PRIMERAS LECCIONES
En este Día del Maestro quiero evocar a aquellos personajes que han pasado por mi vida para dejar una huella indeleble. A pesar del transcurso de los años, y el hecho de que algunos ya han abandonado el plano terrenal, su memoria nunca morirá; está viva dentro de mi ser, y palpita con cada latido del corazón.
Soy honesta, no conservo mayores recuerdos de aquéllos cuya labor frente a los alumnos se concretó a cumplir un programa, un horario, una tarea… Aún cuando haya estado dentro de sus aulas por espacio de un año, los conocimientos se quedaron a un nivel cognitivo, sin alcanzar a meterse dentro del pecho, de manera que hoy los polvos del tiempo los han desterrado.
Recuerdo con claridad a la maestra que tomó mi mano para enseñarme las primeras letras. Parece que estoy viendo aquel gran salón de Párvulos lleno de luz, y a la maestra Lesbia enseñándonos las vocales y las primeras sílabas. No pudo haber existido un mejor salón que aquél, desbordante de luz, para comenzar a enamorarme de la escritura. Al lado estaba el salón de música en el cual aprendí aquello de: “Con una sonrisa, y una inclinación…”. Cada mañana la maestra Lucita, amante de las notas musicales, habrá renovado su propósito de vida frente al oscuro piano vertical, decidida a arrancar armonías de aquel montón de chiquillas desentonadas; sólo puedo recordarla animosa, sin amilanarse jamás con nuestros cantos. Estoy cierta que de alguna manera imprimió en todas nosotras el amor por la música, el cual con los años he visto crecer.
Recuerdo a mi maestra Cota de primer año. Parece que la veo frente al grupo, en un salón que parecía salido de un cuento de hadas; totalmente aislado del resto de la escuela, y al cual se llegaba luego de cruzar un jardín tan verde y tupido, que ni siquiera en pleno mediodía lograba verse iluminado. Por las mañanas el pizarrón se poblaba con grandes árboles, y redondas letras cursivas escritas con gises de colores. Amante de la disciplina, la seño Cota dejaba caer sobre el escritorio su metro de madera para imponer orden entre la treintena de chiquillas de seis o siete años. A su lado aprendí a dibujar casitas, y memoricé lecciones como aquella de: ¿Qué miras por la ventana?// Miro el sol que ya se va//Que me dice “hasta mañana”//¡Di madre que volverá!//Volverá niño querido//y hasta tu cama entrará//y si te encuentra despierto//¡Qué contento se pondrá! De igual manera entoné las estrofas del Himno Nacional cuya letra no dejaba de impactarme cuando la comprendí, particularmente aquello de “profanar con su planta tu suelo”…”en las olas de sangre empapad”…. y “un sepulcro para ellos de honor”. Claro a esa corta edad es difícil entender que aquello de decir que Dios siendo tan bueno, hubiera escrito con su dedo sobre la guerra y la muerte, era más poesía que otra cosa.

Qué se pide
Continúa el relato de los recuerdos de las primeras maestras a partir de su última oración.

Líneas dadas
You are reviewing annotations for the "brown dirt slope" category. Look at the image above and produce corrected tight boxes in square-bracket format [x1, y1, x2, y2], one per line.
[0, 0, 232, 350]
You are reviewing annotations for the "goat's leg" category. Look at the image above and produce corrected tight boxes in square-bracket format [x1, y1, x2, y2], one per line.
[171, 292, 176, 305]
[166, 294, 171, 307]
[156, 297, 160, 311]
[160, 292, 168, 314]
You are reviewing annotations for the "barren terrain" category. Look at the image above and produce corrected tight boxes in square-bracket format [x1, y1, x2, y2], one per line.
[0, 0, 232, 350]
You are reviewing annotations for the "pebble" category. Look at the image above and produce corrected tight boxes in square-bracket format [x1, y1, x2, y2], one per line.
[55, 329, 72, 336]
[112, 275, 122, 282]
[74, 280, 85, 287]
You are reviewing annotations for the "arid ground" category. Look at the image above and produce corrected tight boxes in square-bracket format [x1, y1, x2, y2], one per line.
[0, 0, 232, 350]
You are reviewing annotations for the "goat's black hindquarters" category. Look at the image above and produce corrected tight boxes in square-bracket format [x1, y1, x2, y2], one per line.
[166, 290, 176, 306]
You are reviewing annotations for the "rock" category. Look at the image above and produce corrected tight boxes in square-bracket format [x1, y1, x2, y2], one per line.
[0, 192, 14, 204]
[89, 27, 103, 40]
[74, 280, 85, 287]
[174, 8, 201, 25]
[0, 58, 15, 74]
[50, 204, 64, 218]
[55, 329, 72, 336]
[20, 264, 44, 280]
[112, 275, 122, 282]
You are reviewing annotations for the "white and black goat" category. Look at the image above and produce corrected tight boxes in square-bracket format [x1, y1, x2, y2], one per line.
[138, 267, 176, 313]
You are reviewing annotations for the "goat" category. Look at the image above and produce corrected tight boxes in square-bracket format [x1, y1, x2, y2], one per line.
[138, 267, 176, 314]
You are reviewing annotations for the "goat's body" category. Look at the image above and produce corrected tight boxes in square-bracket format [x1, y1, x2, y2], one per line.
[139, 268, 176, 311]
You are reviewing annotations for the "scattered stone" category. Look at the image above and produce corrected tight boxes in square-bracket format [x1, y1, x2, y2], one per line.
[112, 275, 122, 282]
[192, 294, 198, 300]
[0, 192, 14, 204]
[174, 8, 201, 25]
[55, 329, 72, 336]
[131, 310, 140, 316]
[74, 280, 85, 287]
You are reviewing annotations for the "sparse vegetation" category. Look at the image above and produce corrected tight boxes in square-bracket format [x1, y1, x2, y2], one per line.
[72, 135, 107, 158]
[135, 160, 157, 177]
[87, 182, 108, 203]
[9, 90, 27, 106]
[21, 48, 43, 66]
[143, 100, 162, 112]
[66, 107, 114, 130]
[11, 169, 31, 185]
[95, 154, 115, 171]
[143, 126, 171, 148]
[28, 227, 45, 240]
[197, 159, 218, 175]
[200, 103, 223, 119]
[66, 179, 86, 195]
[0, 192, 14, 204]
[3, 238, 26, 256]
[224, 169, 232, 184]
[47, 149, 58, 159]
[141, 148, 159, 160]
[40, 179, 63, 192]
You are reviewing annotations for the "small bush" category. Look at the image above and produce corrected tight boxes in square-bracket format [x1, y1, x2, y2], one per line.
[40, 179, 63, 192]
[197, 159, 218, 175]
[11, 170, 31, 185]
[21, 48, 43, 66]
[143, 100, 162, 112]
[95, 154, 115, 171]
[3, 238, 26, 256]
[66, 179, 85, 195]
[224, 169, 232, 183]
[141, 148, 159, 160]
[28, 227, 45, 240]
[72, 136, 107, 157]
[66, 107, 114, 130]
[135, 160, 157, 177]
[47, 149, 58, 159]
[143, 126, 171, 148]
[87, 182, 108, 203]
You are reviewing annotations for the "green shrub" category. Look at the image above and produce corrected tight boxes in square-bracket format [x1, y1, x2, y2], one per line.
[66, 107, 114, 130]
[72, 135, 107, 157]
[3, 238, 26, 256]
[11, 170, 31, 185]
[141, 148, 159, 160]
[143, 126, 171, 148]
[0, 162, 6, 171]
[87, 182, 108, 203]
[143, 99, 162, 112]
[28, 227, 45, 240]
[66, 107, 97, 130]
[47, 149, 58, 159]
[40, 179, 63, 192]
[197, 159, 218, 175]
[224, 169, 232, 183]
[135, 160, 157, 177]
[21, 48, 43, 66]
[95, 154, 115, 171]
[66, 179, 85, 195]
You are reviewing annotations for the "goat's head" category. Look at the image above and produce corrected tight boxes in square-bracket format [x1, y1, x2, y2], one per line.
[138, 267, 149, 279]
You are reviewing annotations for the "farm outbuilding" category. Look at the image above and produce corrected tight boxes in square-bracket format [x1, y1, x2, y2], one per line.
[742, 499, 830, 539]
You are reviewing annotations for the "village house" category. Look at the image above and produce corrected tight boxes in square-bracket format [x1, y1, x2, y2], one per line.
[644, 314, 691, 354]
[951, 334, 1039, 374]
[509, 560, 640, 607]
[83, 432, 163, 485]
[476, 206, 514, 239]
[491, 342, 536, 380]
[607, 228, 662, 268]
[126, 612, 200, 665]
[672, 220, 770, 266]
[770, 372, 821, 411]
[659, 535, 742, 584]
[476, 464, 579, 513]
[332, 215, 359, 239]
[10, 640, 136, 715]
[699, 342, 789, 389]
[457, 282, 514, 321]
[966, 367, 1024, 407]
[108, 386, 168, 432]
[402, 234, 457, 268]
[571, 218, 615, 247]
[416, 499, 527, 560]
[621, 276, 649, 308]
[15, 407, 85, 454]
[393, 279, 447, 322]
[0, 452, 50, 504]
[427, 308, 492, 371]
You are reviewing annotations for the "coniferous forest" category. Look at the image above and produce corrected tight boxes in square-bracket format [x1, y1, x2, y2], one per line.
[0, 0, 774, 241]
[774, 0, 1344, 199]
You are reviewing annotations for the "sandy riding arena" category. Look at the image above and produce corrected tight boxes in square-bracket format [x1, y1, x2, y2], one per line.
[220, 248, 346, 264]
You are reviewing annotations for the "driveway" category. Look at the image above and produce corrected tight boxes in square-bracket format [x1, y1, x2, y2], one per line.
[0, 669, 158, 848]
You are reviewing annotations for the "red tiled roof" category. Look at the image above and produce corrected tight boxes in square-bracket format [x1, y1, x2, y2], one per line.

Tu respuesta
El resto de la Primaria, por cuestiones de trabajo de mi señor padre, lo cursé en muy diversas escuelas en distintas ciudades. De los maestros guardo las memorias que conserva mi corazón. Algo muy claro de aquellos años era la congruencia entre lo que los maestros decían y lo que hacían. Muy en especial recuerdo a mi maestra de quinto año en Durango, Hortensia Bolívar quien me enseñó con su entusiasmo a apasionarme por la palabra escrita; además aprendí a distinguir las plantas angiospermas de las gimnospermas; que los caudillos de la Independencia entregaron la vida y algo más; que el traje de yalalteca es digno de portarse, y también me enseñé a hacer buñuelitos de molde para el diez de mayo.
De la secundaria, en esos años de difícil autodefinición, conservo grandes enseñanzas de mis maestros: Disciplina, lealtad y compromiso hacia aquello que hacemos. Fue en clase de Biología en donde descubrí mi deseo de ser médico, gracias a la actitud proactiva de la maestra, que escuchaba y atendía cada una de nuestras inquietudes en clase.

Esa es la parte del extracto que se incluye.